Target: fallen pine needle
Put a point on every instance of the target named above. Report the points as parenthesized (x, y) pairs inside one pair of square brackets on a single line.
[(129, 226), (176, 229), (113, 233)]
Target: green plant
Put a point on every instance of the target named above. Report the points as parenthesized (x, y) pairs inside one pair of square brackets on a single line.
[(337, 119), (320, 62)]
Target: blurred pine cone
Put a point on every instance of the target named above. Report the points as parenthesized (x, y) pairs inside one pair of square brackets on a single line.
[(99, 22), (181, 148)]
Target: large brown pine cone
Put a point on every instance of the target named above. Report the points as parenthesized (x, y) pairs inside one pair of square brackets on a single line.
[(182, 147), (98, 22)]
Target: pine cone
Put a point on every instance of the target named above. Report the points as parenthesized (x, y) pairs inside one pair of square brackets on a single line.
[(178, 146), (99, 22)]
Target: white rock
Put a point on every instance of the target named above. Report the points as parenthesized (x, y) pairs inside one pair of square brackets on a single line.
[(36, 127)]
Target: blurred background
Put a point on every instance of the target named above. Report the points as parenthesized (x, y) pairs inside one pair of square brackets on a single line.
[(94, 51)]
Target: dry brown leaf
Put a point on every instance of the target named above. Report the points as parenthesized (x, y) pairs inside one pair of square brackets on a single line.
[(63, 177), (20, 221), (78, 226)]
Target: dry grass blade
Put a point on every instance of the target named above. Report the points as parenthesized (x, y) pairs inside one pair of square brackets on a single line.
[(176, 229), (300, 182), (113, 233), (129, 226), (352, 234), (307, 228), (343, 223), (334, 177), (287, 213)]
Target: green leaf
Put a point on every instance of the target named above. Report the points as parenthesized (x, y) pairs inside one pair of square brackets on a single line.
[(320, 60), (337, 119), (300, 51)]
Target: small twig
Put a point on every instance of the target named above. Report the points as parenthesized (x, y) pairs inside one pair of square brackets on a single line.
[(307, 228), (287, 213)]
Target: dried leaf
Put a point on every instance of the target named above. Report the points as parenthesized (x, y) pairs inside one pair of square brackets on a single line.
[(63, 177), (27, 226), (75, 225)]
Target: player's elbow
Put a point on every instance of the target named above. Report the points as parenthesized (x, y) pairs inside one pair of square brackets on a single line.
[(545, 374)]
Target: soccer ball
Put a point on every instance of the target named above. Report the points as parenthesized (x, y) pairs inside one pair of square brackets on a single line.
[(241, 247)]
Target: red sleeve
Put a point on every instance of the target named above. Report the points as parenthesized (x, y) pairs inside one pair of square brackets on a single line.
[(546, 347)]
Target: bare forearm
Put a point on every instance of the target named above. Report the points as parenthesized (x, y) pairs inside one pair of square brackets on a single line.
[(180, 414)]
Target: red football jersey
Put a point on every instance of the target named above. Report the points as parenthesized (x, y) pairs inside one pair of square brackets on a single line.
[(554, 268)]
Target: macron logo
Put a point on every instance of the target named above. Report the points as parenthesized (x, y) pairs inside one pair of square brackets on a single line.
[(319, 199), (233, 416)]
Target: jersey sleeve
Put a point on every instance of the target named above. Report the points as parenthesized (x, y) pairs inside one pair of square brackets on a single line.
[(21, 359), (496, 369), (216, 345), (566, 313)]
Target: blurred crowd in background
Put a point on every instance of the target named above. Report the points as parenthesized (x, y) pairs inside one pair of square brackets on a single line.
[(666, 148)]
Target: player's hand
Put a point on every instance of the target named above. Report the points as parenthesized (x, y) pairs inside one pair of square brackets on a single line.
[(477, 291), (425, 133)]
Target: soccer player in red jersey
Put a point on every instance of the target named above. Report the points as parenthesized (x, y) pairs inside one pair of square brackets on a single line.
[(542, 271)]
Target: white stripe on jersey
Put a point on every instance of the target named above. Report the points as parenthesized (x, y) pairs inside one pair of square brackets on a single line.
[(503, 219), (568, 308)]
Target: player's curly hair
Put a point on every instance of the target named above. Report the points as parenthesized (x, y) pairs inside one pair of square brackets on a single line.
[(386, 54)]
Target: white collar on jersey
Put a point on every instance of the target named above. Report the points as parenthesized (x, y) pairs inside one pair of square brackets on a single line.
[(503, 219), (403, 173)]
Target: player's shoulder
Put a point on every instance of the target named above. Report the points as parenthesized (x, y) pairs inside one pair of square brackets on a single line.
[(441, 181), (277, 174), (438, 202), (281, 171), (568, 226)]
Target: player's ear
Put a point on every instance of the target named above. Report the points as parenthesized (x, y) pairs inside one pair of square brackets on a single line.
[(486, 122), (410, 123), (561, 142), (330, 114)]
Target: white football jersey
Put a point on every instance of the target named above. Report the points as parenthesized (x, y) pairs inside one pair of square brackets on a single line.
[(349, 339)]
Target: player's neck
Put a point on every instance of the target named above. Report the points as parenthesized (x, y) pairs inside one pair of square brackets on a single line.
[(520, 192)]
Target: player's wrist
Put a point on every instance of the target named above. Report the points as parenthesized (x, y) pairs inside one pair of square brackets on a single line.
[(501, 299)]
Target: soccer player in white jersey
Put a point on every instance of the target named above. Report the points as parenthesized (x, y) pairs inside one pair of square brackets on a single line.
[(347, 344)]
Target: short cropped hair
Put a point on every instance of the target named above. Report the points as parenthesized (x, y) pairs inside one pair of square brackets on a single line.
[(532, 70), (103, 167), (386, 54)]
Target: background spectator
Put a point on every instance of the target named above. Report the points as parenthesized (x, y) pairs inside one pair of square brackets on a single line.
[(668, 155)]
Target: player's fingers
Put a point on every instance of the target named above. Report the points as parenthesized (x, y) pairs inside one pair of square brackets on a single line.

══════════════════════════════

Across all the records above, find each line with "blurred" in it and copy it.

Target: blurred pine cone
Target: blurred background
Target: blurred crowd in background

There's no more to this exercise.